▶ Set exercise
From the records below, select and copy every line that contains the string "costume", treating uppercase and lowercase letters as different.

### Data to process

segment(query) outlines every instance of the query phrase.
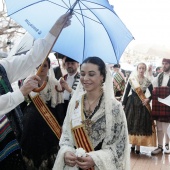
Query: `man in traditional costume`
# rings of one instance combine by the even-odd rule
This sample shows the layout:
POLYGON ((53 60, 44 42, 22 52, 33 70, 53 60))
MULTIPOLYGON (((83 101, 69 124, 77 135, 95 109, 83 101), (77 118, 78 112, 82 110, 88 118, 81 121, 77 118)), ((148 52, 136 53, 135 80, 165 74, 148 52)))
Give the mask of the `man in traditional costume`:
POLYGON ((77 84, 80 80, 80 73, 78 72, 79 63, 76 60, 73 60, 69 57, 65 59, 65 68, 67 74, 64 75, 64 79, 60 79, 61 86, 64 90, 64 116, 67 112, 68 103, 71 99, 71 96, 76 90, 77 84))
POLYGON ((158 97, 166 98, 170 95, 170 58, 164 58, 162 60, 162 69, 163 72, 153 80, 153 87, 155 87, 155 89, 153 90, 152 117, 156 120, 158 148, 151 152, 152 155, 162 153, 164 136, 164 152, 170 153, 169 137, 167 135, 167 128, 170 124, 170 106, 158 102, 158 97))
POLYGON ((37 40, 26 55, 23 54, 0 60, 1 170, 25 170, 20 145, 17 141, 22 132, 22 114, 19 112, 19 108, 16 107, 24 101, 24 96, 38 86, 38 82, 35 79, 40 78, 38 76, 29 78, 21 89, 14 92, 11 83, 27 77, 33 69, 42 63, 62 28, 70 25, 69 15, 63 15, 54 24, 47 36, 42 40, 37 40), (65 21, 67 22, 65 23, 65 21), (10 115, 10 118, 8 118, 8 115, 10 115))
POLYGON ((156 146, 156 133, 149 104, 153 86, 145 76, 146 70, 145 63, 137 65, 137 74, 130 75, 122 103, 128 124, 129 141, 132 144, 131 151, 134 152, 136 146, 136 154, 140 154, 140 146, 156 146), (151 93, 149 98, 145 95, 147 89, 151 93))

######
### Data to process

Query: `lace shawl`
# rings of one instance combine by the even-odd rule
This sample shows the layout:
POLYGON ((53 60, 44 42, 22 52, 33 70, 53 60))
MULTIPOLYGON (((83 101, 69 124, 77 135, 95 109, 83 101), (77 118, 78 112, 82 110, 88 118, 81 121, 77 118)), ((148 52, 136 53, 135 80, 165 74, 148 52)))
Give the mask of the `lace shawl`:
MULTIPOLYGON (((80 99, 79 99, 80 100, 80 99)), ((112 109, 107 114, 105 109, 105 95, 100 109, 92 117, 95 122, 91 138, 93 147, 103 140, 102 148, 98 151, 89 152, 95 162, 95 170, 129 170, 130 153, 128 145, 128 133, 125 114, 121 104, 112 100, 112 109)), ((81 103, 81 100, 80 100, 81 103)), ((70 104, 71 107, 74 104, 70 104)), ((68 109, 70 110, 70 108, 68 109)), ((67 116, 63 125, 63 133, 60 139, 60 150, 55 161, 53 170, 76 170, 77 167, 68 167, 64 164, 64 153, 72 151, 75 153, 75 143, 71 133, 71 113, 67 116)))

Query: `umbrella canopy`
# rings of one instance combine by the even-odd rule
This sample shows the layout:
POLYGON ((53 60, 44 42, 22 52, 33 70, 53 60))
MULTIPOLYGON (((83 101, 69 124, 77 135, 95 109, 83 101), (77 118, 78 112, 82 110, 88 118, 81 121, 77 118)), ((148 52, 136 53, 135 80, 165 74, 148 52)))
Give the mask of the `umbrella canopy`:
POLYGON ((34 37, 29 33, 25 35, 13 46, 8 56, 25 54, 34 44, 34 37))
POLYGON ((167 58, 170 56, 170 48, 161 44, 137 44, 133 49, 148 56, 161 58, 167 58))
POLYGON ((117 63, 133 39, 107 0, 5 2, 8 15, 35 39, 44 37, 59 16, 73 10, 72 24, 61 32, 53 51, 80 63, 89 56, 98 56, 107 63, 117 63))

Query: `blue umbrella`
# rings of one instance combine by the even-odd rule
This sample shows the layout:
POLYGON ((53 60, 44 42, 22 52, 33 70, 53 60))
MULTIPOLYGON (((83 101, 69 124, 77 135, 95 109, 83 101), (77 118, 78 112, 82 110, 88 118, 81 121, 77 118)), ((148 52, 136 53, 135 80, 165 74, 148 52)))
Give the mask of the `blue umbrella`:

######

▶ Solution to this problem
Query: `man in traditional costume`
Give the mask of the `man in traditional costume`:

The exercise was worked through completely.